(Page text Opens)
Mahindra Logistics hosted a
conference call on Jan 28, 2022. In the conference call the company was
represented by Rampraveen Swaminathan, MD & CEO.
Key takeaways of the call
Q3FY22 was a challenging quarter.
Demand from the auto sector continued to be impacted by semi-conductor supplies
and the festive season saw moderate growth. However the strong revenue
performance for the period was especially driven by Consumer, Pharma and
International freight forwarding.
Enterprise mobility business is
expected to remain under pressure and the company the company is trying to
mitigate it by broaden customer portfolio and that is yielding good results.
The demand from BFSI is subdued due to restrictions.
Automotive – the chip shortage
only to improve two quarter down the line. Both M&M and non M&M
impacted by slowdown. e-commerce – Reopening of physical stores have impacted
the e-commerce. The December was muted as some large seasonal products such as
ACs, Refrigerators, Fans etc was muted. Consumer pharma, fmcg there was
positive movement with opening of trade. Moderate growth in volume for the
company. More volumes coming in first mile and last mile.
Automotive demand will continue
to see volatility with improvement coming in later half of next fiscal. Farm
and agro with volume drop on the back of lower sales. In case of Consumer, Pharma and FMCG, the
volumes largely come in first mile and last mile.
Overall demand for logistics is
improving. Highest focus is on resilience while responding to the volatility in
supply and demand. Omicron waves are
resulting in fluctuating volume. There
is strong shift in preference for multimodal logistics especially in automobile
and metals.
Margin in Q3FY22 saw pressure due
to seasonal manpower costs, lower than expected demand and start-up costs for
new projects. Every quarter the company
will carry some start-up cost but in Q3FY22 the higher impact of start-up cost
is largely due to Bajaj Auto project.
Volume were lower than expected
and revenue at the lower level of the band and that hurt the margin. Manpower
cost inflation in the manpower cost.
Margin in transportation business
is largely stable but that of Warehousing solutions business were impacted by
factors above said. Start-up cost in a
solutions business is largely happens in the optimisation.
Of the additional/increase in
cost about 60-65% is peak related and manpower cost and about 35-45% is
start-up cost. The company is not expecting
the Bajaj Auto project related start-up cost is not expected to over spill.
Q3FY22 is the first quarter of
Bajaj Auto Project and it is in transition.
The company has deployed Technology driven supply model across the
customer base. There will be period of
optimisation during this period there will be high start-up cost. Optimisation
will take 3-6 months to complete. The margin may get impacted on account of
that.
Warehouse volume in Q3FY22 was
lower than expected band and thus the operation cost spread on lower revenue
hit the margin. All warehouse sites are
contracted out and the volume has not to the stated peak capacity but during
the quarter the volume were close to the lower band that is minimum guaranteed
volume rather than the middle or upper end.
(Page text Closes)
(Data to examine Opens)
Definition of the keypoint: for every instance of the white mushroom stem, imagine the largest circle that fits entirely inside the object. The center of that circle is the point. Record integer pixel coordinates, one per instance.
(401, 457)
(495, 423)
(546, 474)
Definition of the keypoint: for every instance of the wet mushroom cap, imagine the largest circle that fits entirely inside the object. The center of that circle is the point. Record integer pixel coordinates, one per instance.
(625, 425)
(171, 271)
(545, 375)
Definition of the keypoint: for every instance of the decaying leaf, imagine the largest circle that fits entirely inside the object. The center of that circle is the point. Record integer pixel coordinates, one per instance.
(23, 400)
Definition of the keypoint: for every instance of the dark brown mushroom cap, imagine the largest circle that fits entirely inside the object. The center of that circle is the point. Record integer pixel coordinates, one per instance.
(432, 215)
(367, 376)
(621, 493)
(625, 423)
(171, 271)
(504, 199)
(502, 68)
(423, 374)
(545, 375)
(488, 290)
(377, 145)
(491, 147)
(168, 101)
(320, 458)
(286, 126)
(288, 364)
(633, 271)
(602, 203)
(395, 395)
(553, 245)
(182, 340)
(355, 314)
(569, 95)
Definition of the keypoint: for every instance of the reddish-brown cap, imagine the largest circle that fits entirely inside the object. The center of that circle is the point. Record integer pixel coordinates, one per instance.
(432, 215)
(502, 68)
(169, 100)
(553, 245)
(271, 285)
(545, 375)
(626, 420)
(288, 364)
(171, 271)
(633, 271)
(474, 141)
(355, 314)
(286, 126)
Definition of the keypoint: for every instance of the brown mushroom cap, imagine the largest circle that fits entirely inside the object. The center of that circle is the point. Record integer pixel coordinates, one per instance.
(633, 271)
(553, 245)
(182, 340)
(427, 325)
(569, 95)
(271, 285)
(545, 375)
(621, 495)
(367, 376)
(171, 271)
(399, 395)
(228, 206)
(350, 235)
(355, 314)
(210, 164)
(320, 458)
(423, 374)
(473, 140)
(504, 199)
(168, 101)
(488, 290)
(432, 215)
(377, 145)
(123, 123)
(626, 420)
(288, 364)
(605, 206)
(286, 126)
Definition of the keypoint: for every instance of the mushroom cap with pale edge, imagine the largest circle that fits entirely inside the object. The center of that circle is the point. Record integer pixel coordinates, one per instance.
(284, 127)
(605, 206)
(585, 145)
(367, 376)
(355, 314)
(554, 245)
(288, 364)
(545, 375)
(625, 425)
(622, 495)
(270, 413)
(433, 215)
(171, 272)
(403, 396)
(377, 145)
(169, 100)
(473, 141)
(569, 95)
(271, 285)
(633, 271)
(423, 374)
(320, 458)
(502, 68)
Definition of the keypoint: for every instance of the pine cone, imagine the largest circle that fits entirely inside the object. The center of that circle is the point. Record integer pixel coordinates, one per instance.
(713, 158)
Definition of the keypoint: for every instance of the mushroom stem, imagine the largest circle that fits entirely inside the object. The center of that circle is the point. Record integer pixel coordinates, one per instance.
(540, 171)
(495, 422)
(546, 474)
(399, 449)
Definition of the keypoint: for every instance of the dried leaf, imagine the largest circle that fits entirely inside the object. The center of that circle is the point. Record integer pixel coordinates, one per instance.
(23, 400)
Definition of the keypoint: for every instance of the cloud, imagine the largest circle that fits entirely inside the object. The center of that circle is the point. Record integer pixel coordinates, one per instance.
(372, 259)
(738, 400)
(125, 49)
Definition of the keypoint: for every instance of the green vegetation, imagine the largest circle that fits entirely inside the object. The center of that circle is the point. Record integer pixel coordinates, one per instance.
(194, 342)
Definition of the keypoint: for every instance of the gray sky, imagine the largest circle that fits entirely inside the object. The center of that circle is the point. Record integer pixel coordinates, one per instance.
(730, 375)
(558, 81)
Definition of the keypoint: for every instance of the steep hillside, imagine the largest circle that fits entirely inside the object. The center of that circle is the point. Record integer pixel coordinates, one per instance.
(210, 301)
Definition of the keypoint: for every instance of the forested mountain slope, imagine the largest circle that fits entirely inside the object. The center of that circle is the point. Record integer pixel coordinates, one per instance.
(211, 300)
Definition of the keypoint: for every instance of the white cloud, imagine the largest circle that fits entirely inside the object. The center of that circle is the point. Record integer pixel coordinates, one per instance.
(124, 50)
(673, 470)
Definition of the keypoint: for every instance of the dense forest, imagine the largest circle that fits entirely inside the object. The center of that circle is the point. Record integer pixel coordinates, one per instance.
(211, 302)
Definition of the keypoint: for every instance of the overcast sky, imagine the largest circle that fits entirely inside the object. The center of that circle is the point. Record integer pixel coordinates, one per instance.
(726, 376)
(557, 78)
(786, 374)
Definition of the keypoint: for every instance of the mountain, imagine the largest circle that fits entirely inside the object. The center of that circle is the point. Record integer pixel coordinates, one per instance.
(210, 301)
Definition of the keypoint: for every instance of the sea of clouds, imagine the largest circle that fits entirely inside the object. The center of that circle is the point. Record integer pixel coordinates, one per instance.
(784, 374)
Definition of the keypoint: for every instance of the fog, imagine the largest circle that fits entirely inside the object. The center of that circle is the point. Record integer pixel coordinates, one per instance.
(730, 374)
(Data to examine Closes)
(Data to examine Opens)
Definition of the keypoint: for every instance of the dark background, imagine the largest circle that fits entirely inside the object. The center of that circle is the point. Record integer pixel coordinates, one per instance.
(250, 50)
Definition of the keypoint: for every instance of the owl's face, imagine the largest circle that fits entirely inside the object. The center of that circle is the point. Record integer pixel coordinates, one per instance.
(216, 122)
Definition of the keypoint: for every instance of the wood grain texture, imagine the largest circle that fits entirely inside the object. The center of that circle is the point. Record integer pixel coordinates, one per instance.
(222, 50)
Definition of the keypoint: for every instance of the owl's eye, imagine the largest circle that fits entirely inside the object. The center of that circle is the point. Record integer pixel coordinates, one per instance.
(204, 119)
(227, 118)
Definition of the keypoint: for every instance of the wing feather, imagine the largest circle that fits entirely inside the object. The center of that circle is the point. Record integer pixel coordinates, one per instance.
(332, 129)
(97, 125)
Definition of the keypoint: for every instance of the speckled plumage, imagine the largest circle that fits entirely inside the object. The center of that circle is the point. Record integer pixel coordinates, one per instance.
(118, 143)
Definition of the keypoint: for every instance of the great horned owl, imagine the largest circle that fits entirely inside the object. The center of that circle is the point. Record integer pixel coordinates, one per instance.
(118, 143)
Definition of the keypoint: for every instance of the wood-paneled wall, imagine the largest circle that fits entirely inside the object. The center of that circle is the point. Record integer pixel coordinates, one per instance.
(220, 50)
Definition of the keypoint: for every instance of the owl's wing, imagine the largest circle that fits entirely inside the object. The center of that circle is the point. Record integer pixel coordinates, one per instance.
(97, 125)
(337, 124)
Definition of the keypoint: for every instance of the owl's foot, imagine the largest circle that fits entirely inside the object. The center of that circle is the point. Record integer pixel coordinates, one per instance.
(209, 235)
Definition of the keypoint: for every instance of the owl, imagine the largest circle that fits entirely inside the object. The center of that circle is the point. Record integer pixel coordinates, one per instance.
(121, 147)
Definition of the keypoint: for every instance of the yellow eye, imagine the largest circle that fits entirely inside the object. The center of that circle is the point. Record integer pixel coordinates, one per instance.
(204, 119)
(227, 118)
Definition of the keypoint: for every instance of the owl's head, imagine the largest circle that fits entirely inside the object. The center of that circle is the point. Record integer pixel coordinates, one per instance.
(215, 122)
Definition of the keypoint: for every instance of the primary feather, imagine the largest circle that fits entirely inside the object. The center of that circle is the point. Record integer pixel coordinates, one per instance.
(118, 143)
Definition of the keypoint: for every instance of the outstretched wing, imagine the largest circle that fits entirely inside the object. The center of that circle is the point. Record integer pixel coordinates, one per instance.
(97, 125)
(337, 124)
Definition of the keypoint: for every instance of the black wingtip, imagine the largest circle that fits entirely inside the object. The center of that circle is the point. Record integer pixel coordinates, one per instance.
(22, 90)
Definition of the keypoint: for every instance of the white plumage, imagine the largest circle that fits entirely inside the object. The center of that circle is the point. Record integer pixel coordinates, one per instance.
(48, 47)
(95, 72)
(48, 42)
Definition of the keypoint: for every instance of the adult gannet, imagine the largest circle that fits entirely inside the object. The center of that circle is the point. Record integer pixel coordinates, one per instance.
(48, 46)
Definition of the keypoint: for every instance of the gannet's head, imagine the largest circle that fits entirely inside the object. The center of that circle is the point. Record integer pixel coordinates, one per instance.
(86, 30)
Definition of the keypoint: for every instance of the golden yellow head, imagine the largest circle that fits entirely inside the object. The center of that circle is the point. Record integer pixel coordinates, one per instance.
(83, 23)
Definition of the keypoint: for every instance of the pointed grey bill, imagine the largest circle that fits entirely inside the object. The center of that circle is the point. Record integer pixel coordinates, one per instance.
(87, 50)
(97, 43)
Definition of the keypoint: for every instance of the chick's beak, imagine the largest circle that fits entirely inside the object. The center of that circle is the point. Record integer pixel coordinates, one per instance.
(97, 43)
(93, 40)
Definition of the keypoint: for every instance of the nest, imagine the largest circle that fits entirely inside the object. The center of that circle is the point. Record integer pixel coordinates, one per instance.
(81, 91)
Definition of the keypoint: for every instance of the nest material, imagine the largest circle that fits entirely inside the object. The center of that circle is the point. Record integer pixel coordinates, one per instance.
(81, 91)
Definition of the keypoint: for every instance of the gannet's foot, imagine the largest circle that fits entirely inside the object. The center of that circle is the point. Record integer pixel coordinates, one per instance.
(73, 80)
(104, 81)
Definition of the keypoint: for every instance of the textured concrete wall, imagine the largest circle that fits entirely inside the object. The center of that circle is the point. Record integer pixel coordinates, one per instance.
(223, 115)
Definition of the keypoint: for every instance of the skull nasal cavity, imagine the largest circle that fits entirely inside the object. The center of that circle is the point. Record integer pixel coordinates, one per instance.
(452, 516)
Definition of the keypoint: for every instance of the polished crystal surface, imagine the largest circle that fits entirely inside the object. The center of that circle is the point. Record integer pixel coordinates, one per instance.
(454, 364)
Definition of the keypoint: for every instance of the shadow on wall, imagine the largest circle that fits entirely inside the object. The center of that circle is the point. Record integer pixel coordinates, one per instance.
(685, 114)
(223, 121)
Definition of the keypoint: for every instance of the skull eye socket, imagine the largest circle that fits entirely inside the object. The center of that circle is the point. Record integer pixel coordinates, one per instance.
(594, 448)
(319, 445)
(Data to examine Closes)
(Data to examine Opens)
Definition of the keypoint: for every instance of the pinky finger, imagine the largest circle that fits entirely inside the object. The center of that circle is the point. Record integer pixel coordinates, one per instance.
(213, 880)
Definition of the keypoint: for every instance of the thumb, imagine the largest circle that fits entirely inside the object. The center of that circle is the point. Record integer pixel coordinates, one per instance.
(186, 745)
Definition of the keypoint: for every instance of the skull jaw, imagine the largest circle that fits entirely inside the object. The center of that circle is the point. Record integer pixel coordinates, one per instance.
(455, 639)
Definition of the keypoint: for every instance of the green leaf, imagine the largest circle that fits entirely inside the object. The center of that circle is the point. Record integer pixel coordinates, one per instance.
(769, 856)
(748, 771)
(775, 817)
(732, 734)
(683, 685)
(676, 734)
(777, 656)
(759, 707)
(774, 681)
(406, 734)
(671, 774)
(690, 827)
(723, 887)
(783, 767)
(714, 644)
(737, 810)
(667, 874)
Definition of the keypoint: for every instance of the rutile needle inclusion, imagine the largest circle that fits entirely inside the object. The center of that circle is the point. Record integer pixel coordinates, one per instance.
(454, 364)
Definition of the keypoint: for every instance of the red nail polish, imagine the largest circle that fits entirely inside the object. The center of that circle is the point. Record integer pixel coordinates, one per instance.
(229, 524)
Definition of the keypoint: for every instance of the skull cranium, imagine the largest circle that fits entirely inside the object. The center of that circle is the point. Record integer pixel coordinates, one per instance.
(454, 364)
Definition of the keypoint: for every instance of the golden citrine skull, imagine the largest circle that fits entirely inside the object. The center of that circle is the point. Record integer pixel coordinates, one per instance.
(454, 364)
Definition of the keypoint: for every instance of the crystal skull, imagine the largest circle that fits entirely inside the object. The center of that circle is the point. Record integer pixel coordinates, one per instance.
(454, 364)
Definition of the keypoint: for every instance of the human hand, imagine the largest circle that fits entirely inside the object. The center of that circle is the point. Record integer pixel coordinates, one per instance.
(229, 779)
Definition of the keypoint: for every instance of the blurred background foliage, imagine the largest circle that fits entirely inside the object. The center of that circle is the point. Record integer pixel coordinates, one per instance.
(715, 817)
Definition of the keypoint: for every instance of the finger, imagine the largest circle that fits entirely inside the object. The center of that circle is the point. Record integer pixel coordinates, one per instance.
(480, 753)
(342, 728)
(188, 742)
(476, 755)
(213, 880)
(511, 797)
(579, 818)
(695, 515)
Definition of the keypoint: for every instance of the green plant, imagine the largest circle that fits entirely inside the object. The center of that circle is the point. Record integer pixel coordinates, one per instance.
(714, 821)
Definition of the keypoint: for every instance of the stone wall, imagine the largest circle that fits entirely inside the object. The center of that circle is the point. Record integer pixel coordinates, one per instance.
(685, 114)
(Data to examine Closes)
#### Exercise directions
In the Mahindra Logistics call summary, who represented the company on the conference call? The listing has no connection to the Mahindra Logistics call summary.

#### Task response
Rampraveen Swaminathan, MD & CEO.